▸ Short exercise:
Rewrite the orchid thread between "3. Masd. constricta" and "are perfectly fine.", inclusive, renaming "basement" to "cellar".

▸ Text excerpt:
>> start

# various problems with orchids



## orchideya (May 26, 2012)

1. Bleached spots on several paphiopedilums leaves.
Micranthum:






Malipoense:





Jackii:





2. Something eats the leaves on my Masd. decumana:











3. Masd. constricta has lots of small round black dots on the leaves:





It all started just recently.
All these orchids have two things in common:
a) they all live in the basement - a bit cooler environment, some sun very early in the morning;
b) they all were sprayed with Safers Endall miticide twice little while ago.
But there are over 10 more paphs and at least 3 more masdies with same two things and they are perfectly fine.

Any ideas? Should I throw those plants away?
Thanks.


----------



## Lanmark (May 27, 2012)

Snails or slugs?


----------



## Shiva (May 27, 2012)

Hard to say, but it seems there are different causes. There maybe some abrasion, some insect or fungus damage, perhaps some fertiliser burn. But the plants look otherwise very healthy. I don't know of any orchid collection where every single plant is spotless. Masdevallias and draculas are very prone to little black spots under the leaves and I've asked an expert grower who could'nt ''spot'' the cause.


----------



## orcoholic (May 27, 2012)

Look up biosduvial scale. 

I think that's the problem - especially on the malipoense. Very tough to get rid of. You must be very diligent about treating the problem consistently over a 6 week period.

>> end

[Segmentation labeling records]
>> start

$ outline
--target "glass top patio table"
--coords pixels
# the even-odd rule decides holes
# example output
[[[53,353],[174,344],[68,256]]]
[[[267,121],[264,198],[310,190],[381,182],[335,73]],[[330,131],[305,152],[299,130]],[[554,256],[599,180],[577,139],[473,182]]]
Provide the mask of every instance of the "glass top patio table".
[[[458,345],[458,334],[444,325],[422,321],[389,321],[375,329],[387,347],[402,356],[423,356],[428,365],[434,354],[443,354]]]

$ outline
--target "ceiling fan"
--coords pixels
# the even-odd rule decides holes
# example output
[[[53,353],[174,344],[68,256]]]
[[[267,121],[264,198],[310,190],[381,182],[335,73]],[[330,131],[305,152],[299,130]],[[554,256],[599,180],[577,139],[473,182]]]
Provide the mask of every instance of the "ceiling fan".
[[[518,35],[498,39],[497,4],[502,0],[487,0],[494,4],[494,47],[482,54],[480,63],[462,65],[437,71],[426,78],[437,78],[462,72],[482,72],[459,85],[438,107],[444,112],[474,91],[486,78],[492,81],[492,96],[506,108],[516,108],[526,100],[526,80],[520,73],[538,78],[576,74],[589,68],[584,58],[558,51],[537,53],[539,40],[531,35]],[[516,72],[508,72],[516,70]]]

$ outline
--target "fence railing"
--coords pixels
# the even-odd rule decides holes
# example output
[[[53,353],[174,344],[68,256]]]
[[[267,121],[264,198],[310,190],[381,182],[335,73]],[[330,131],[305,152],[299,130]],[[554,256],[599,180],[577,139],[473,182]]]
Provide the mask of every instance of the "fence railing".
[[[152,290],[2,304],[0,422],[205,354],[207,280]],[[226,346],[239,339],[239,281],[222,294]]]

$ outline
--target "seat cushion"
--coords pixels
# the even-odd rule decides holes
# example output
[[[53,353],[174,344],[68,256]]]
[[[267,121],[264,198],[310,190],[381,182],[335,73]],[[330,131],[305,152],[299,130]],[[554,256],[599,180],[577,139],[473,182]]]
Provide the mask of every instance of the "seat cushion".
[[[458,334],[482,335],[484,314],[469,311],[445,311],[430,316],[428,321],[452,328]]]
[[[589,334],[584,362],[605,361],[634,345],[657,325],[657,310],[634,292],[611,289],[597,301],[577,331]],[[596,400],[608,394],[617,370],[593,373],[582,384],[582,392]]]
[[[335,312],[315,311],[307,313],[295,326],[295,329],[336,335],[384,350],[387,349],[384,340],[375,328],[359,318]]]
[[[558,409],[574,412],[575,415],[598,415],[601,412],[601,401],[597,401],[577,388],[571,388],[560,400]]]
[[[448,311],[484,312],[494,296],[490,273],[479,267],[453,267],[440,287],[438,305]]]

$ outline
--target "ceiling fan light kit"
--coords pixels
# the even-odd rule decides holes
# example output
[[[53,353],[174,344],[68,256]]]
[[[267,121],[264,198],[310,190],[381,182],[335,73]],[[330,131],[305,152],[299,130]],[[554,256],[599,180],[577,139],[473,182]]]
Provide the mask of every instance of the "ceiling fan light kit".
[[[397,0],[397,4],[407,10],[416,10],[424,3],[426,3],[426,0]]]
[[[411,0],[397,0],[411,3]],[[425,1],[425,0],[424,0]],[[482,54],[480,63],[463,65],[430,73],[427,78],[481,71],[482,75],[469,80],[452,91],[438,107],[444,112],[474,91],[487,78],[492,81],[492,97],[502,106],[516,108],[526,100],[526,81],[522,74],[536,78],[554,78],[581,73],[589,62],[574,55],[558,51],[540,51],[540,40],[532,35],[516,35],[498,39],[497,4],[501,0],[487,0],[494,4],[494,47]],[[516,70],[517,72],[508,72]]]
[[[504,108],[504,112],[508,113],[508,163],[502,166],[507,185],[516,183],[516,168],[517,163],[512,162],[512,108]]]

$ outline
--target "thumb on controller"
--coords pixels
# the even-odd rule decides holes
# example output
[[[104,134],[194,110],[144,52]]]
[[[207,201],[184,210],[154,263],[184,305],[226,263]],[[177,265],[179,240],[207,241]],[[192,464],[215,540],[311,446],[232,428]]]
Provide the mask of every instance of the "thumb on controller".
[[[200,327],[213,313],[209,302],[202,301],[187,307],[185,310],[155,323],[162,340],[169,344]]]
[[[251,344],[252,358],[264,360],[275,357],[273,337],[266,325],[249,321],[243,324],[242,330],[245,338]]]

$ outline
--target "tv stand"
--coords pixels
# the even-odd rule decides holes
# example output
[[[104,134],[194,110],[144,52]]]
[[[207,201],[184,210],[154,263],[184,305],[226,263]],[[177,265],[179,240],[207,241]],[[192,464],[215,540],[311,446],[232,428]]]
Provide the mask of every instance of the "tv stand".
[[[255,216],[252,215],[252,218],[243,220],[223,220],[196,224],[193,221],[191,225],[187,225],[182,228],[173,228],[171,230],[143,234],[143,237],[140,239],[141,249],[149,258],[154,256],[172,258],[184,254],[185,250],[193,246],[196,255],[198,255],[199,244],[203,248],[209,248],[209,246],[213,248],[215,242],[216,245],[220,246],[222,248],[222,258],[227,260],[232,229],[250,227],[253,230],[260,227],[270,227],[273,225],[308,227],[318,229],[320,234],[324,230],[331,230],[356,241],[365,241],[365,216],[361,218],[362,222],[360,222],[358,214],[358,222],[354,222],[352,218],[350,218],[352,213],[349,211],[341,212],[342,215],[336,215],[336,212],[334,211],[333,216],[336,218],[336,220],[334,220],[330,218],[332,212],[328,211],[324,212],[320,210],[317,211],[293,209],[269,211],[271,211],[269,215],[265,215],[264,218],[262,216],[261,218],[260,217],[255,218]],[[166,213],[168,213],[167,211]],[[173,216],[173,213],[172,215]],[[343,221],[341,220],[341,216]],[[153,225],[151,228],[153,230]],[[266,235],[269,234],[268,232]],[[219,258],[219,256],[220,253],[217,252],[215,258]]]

>> end

▸ Task solution:
3. Masd. constricta has lots of small round black dots on the leaves:





It all started just recently.
All these orchids have two things in common:
a) they all live in the cellar - a bit cooler environment, some sun very early in the morning;
b) they all were sprayed with Safers Endall miticide twice little while ago.
But there are over 10 more paphs and at least 3 more masdies with same two things and they are perfectly fine.